(Records from a collection)
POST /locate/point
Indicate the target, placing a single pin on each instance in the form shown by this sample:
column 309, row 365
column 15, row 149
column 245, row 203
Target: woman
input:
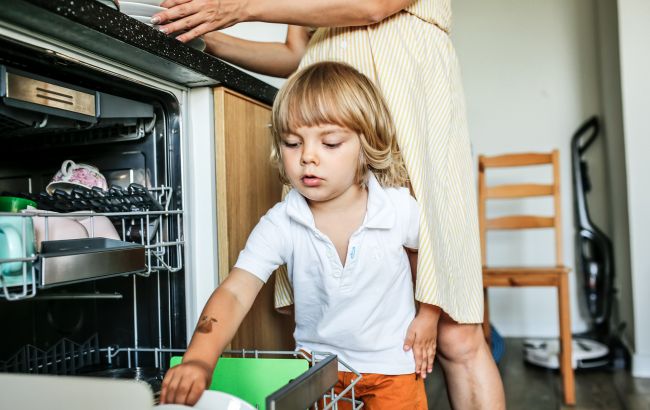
column 404, row 46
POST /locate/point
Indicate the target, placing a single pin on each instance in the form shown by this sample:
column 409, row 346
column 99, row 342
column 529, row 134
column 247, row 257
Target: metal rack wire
column 160, row 232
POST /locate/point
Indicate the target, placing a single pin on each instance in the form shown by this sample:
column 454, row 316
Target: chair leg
column 486, row 318
column 566, row 368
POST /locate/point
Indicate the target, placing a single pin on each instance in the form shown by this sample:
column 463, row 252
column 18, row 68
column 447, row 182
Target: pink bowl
column 72, row 174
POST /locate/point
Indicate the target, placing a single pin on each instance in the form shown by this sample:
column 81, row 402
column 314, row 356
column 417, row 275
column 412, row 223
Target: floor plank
column 533, row 388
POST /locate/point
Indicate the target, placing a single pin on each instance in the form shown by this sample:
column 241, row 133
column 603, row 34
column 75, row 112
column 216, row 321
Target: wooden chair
column 556, row 276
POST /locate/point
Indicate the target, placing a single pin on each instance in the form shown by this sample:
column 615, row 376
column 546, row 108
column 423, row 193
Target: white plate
column 137, row 9
column 142, row 19
column 149, row 2
column 197, row 43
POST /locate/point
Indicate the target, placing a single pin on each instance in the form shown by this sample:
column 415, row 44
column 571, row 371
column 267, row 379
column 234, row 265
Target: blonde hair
column 336, row 93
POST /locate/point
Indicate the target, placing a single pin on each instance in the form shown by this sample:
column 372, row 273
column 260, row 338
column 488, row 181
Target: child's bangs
column 308, row 106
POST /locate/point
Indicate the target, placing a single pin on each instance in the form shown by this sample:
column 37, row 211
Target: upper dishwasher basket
column 150, row 241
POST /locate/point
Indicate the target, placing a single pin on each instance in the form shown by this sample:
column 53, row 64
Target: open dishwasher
column 90, row 304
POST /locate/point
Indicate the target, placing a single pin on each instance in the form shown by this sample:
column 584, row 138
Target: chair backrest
column 524, row 190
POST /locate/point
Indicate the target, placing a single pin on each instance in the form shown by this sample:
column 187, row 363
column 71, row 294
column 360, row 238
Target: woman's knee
column 459, row 342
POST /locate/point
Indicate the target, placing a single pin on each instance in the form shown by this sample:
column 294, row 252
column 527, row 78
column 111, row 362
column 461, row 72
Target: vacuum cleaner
column 601, row 346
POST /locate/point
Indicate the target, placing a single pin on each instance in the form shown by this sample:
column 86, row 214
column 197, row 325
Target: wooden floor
column 532, row 388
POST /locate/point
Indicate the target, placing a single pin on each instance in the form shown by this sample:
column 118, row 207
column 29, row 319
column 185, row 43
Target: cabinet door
column 247, row 187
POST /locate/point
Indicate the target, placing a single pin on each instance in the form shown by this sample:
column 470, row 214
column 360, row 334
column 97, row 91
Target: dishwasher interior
column 88, row 305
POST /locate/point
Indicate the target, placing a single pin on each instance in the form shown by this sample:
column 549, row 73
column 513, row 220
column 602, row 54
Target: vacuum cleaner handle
column 592, row 125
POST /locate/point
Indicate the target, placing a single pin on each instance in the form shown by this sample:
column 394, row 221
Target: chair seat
column 523, row 275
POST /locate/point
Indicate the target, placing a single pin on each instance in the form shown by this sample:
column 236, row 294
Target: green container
column 13, row 204
column 253, row 379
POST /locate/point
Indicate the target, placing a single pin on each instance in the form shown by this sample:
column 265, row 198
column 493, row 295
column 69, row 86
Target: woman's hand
column 421, row 337
column 185, row 383
column 198, row 17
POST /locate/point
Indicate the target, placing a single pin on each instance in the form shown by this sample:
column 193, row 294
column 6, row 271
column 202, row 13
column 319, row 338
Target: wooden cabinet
column 247, row 187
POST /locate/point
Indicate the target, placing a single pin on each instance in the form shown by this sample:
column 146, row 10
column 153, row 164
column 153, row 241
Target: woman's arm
column 203, row 16
column 220, row 319
column 275, row 59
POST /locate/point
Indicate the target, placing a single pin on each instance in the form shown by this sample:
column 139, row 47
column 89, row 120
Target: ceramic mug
column 16, row 241
column 58, row 228
column 72, row 174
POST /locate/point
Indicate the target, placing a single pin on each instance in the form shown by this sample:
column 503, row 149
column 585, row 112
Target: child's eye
column 290, row 144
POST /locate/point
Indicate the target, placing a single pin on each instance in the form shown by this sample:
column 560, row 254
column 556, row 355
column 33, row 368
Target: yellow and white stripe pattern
column 411, row 58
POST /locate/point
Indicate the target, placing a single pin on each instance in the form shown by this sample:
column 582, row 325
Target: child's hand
column 421, row 337
column 185, row 383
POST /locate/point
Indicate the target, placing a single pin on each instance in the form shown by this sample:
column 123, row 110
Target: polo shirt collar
column 380, row 212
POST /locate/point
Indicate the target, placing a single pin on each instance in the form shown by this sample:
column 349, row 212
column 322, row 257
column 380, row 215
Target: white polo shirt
column 360, row 311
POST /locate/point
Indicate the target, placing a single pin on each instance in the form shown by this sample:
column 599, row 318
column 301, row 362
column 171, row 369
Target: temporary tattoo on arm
column 205, row 324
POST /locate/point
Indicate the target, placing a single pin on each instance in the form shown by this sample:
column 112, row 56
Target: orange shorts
column 379, row 391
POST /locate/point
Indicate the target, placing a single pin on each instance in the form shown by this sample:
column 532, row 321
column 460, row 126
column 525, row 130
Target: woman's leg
column 472, row 378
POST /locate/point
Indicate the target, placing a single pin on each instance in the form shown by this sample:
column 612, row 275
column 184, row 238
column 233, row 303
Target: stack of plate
column 142, row 10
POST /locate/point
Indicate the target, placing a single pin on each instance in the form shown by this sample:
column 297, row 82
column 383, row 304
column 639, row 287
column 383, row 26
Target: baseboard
column 641, row 365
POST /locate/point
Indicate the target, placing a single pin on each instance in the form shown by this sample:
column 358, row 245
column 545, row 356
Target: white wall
column 260, row 32
column 530, row 70
column 634, row 29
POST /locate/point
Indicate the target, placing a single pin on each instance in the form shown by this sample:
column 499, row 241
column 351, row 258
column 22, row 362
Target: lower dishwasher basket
column 268, row 381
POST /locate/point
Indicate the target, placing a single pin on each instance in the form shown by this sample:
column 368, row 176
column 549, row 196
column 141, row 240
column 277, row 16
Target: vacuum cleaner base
column 587, row 353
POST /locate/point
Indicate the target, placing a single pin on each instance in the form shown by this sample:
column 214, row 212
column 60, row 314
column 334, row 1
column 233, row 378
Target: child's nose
column 309, row 155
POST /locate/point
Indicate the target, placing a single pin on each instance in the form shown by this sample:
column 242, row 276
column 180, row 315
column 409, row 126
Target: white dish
column 197, row 43
column 216, row 400
column 149, row 2
column 137, row 9
column 142, row 19
column 212, row 400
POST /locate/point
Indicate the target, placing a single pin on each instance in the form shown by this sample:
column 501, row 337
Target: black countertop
column 92, row 26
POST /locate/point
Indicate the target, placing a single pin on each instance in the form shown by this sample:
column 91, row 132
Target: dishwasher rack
column 69, row 358
column 158, row 234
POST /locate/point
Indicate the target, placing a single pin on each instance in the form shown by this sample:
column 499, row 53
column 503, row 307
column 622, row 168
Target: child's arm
column 423, row 330
column 219, row 320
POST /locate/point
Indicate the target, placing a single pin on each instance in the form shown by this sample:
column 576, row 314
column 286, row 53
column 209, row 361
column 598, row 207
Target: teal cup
column 16, row 241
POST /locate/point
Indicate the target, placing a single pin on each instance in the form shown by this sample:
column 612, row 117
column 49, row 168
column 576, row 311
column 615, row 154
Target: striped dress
column 411, row 58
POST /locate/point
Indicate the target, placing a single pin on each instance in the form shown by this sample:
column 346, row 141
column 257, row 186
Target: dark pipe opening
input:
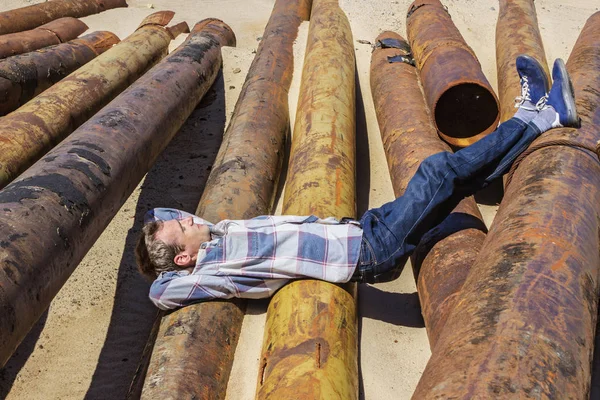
column 465, row 110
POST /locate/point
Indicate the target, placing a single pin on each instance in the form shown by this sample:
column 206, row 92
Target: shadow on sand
column 176, row 180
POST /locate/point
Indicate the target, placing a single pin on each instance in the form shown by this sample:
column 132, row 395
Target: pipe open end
column 464, row 112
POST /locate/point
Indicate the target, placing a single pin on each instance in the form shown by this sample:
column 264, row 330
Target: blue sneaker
column 561, row 97
column 534, row 83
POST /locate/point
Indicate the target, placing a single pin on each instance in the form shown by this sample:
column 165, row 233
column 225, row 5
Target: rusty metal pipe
column 34, row 128
column 241, row 185
column 524, row 324
column 461, row 100
column 25, row 76
column 517, row 32
column 310, row 346
column 443, row 259
column 25, row 18
column 55, row 32
column 55, row 211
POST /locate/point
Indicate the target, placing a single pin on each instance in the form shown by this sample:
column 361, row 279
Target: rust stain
column 35, row 127
column 308, row 356
column 454, row 84
column 74, row 191
column 443, row 261
column 241, row 185
column 25, row 76
column 25, row 18
column 525, row 322
column 55, row 32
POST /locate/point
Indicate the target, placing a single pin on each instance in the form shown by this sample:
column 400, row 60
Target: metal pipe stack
column 310, row 347
column 55, row 32
column 34, row 128
column 525, row 320
column 443, row 259
column 55, row 211
column 241, row 185
column 25, row 18
column 25, row 76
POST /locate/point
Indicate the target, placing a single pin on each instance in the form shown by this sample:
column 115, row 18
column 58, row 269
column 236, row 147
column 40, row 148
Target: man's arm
column 180, row 288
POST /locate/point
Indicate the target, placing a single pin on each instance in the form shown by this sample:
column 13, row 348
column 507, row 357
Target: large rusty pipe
column 444, row 258
column 517, row 32
column 24, row 18
column 55, row 32
column 310, row 346
column 241, row 185
column 461, row 100
column 524, row 324
column 34, row 128
column 54, row 212
column 25, row 76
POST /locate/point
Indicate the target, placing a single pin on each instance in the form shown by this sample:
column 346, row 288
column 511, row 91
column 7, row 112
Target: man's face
column 187, row 234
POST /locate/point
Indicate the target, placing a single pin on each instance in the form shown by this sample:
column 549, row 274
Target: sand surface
column 88, row 343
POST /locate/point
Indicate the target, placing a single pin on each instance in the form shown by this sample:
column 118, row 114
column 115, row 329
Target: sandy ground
column 89, row 341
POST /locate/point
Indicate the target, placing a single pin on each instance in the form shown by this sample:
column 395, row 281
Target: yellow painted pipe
column 30, row 131
column 310, row 343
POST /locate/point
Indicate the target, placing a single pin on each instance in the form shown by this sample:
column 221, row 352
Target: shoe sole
column 568, row 95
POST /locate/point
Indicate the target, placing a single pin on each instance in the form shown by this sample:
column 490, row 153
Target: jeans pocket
column 367, row 255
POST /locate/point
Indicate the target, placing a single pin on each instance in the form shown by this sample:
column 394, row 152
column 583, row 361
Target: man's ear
column 182, row 259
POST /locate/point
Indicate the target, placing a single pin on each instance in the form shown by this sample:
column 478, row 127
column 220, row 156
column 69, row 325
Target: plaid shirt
column 253, row 258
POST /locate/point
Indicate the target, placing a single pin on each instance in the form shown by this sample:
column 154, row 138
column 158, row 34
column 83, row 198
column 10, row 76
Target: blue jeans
column 393, row 231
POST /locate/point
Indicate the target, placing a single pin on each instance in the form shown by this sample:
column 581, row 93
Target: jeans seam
column 490, row 149
column 437, row 191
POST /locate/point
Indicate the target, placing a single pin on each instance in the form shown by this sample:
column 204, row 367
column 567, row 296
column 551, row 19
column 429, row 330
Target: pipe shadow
column 176, row 180
column 595, row 386
column 283, row 170
column 8, row 374
column 401, row 309
column 363, row 158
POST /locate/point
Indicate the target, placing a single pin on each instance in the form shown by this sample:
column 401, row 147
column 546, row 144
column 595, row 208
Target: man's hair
column 154, row 256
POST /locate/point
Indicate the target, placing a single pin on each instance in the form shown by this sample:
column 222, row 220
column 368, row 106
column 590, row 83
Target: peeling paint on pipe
column 310, row 346
column 241, row 185
column 517, row 33
column 34, row 128
column 461, row 100
column 444, row 258
column 524, row 324
column 55, row 32
column 25, row 76
column 25, row 18
column 55, row 211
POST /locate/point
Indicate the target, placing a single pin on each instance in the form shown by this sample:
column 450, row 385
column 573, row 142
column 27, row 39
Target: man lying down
column 192, row 260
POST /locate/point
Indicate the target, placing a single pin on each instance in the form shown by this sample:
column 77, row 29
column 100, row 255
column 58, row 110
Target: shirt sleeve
column 179, row 288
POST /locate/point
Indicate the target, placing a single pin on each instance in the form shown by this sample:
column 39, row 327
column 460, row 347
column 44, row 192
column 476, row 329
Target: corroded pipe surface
column 34, row 128
column 57, row 209
column 524, row 324
column 444, row 258
column 241, row 185
column 55, row 32
column 311, row 341
column 459, row 96
column 517, row 32
column 25, row 76
column 22, row 19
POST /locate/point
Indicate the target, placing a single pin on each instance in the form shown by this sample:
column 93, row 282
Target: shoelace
column 541, row 104
column 525, row 93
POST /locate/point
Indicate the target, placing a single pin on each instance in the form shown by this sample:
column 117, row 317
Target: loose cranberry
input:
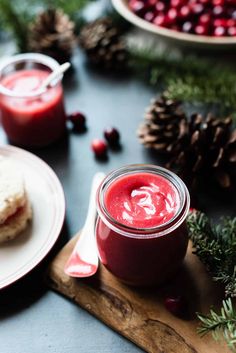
column 233, row 15
column 219, row 31
column 205, row 19
column 137, row 6
column 187, row 27
column 149, row 16
column 231, row 31
column 160, row 20
column 175, row 304
column 218, row 2
column 184, row 12
column 176, row 3
column 197, row 8
column 230, row 23
column 201, row 30
column 160, row 6
column 99, row 147
column 220, row 22
column 78, row 120
column 172, row 15
column 218, row 10
column 112, row 135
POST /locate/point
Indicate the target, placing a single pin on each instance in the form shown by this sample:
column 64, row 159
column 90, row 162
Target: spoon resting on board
column 83, row 261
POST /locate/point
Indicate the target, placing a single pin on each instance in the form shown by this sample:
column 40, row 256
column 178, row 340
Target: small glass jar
column 31, row 116
column 142, row 256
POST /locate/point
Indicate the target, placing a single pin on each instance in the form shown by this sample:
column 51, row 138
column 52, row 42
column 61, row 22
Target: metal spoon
column 54, row 75
column 83, row 261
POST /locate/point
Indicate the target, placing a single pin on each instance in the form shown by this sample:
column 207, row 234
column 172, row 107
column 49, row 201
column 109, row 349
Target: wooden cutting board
column 139, row 314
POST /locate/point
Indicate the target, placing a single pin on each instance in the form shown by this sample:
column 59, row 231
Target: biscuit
column 12, row 190
column 16, row 223
column 15, row 208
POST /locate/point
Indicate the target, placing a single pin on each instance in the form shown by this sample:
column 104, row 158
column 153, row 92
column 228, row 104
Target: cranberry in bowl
column 141, row 232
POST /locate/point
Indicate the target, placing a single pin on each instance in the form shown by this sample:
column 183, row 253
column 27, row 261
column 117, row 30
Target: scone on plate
column 15, row 208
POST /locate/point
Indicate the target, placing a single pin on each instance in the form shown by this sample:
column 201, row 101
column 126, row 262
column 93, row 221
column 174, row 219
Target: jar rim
column 151, row 232
column 45, row 60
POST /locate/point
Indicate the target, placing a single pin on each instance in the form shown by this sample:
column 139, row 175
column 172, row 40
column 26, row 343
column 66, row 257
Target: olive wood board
column 139, row 313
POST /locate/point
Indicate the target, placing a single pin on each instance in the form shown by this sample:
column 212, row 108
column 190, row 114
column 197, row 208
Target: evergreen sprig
column 221, row 324
column 188, row 78
column 216, row 247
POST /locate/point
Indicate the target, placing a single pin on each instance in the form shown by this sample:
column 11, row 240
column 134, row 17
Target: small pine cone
column 52, row 33
column 103, row 45
column 165, row 126
column 210, row 150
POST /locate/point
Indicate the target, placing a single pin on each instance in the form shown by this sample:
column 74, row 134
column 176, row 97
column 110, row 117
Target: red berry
column 99, row 147
column 218, row 10
column 201, row 30
column 149, row 16
column 112, row 135
column 172, row 15
column 176, row 3
column 160, row 6
column 78, row 120
column 175, row 304
column 232, row 31
column 184, row 11
column 197, row 8
column 159, row 20
column 219, row 31
column 204, row 19
column 187, row 27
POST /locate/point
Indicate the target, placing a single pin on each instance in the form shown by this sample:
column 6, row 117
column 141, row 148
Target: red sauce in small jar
column 31, row 117
column 141, row 232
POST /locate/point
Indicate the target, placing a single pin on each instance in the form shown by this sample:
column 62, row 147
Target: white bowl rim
column 122, row 7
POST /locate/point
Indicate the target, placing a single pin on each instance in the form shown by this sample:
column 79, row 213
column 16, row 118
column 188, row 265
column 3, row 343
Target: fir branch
column 188, row 78
column 222, row 324
column 216, row 247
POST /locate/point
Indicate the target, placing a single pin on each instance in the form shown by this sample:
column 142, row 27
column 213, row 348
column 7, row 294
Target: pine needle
column 221, row 324
column 188, row 78
column 216, row 247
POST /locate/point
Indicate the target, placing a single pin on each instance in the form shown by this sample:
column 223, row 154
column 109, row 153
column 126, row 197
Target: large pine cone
column 52, row 33
column 197, row 147
column 102, row 43
column 165, row 125
column 208, row 151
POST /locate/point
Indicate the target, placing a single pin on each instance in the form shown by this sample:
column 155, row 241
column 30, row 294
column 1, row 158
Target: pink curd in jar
column 141, row 232
column 32, row 121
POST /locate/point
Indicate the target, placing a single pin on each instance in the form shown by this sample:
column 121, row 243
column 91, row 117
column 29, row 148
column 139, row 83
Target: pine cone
column 165, row 125
column 197, row 147
column 52, row 33
column 208, row 151
column 103, row 44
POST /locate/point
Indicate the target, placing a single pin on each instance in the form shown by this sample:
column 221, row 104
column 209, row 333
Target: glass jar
column 30, row 115
column 139, row 255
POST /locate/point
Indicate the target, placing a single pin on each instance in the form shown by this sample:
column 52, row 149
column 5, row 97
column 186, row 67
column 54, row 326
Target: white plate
column 206, row 42
column 46, row 195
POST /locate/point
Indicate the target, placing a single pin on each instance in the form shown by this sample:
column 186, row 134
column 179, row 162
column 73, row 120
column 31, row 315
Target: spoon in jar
column 83, row 261
column 54, row 75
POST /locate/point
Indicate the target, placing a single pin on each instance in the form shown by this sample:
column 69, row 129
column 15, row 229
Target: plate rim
column 45, row 249
column 122, row 8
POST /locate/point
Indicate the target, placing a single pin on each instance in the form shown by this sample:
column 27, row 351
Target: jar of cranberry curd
column 141, row 232
column 31, row 115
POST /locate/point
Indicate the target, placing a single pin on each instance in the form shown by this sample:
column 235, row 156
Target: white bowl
column 193, row 40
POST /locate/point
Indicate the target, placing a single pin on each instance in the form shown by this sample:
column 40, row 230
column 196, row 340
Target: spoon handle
column 55, row 74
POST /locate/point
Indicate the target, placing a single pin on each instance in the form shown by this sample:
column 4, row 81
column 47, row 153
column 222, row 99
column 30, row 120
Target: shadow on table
column 27, row 290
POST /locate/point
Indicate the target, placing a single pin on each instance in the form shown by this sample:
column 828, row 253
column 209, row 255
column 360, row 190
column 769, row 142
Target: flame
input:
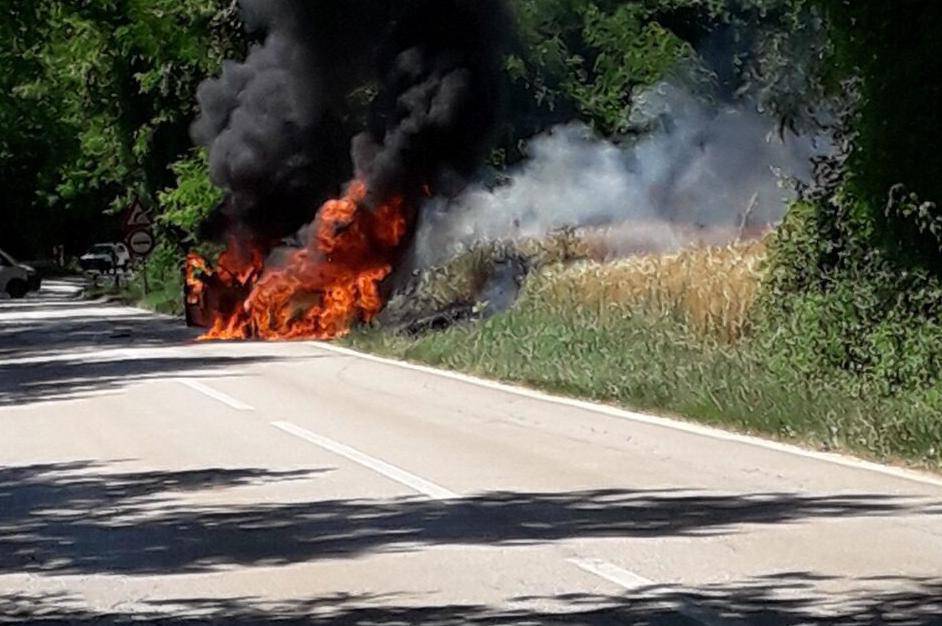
column 320, row 291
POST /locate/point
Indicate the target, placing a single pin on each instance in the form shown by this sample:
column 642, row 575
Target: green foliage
column 626, row 357
column 159, row 284
column 98, row 96
column 187, row 205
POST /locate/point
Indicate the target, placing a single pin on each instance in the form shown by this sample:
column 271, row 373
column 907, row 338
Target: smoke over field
column 703, row 172
column 382, row 113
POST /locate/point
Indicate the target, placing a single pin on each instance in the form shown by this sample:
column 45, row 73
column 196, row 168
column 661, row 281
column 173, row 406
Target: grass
column 674, row 334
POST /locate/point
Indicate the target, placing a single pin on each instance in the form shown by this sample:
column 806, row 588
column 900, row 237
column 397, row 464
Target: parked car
column 106, row 257
column 17, row 279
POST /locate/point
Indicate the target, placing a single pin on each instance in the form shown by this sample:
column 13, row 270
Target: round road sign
column 141, row 242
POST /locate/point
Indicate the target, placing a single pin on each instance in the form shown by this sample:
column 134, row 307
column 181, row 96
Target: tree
column 99, row 95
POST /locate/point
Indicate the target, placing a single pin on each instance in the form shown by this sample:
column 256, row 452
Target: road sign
column 137, row 217
column 141, row 242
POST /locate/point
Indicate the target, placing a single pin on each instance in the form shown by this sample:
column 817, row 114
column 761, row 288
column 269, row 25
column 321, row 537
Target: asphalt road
column 144, row 476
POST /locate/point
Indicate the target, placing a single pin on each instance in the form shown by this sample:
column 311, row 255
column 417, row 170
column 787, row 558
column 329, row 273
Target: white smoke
column 701, row 172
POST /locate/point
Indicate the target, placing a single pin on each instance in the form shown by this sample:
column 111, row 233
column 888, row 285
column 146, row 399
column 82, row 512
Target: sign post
column 139, row 234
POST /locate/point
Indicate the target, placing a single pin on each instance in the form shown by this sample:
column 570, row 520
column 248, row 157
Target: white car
column 106, row 257
column 16, row 279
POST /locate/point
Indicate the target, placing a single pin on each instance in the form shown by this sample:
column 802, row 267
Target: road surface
column 146, row 476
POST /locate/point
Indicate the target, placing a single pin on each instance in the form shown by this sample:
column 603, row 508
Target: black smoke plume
column 412, row 85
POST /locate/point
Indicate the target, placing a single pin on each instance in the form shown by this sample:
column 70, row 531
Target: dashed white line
column 419, row 484
column 228, row 400
column 643, row 418
column 630, row 581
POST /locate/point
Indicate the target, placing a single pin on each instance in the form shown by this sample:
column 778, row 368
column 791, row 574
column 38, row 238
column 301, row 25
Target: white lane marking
column 654, row 420
column 425, row 487
column 630, row 581
column 229, row 401
column 612, row 573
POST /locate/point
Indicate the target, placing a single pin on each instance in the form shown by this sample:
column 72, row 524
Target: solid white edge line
column 674, row 424
column 215, row 395
column 399, row 475
column 632, row 582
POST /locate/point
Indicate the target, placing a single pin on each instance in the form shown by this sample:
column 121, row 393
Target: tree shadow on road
column 756, row 602
column 81, row 519
column 74, row 379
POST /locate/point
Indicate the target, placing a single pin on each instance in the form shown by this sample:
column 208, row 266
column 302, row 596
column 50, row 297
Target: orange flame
column 320, row 290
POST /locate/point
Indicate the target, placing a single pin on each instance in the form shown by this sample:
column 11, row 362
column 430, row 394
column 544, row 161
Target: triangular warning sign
column 137, row 217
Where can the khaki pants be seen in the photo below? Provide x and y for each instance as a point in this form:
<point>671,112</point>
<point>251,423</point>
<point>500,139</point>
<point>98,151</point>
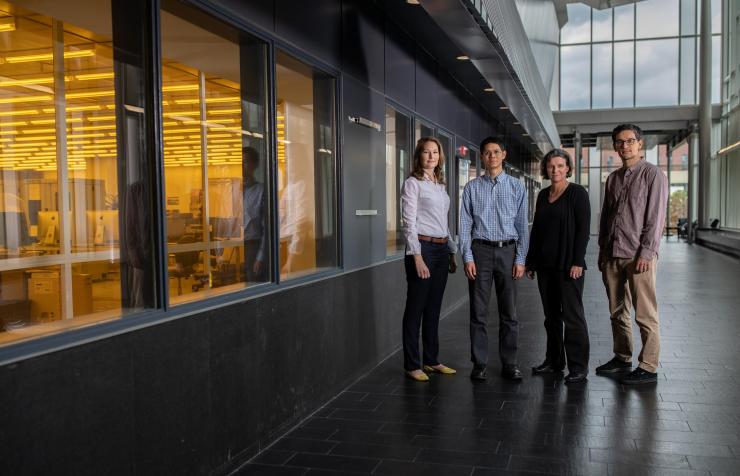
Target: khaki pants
<point>626,289</point>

== Problem to work on ==
Your answer should consist only of the lines above between the line holding "column 86, row 214" and the line holding "column 470, row 214", inclusive, each transcribed exactly.

== Answer to this task ==
column 86, row 214
column 197, row 325
Target: wooden floor
column 532, row 388
POST /locate/point
Indicate the target, placing a single pin on each instance in the form shown by this sample:
column 118, row 207
column 29, row 319
column 185, row 43
Target: cabinet door
column 247, row 187
POST /locate/point
Indicate the target, placing a single pin on each instance in the form shown by this sample:
column 470, row 214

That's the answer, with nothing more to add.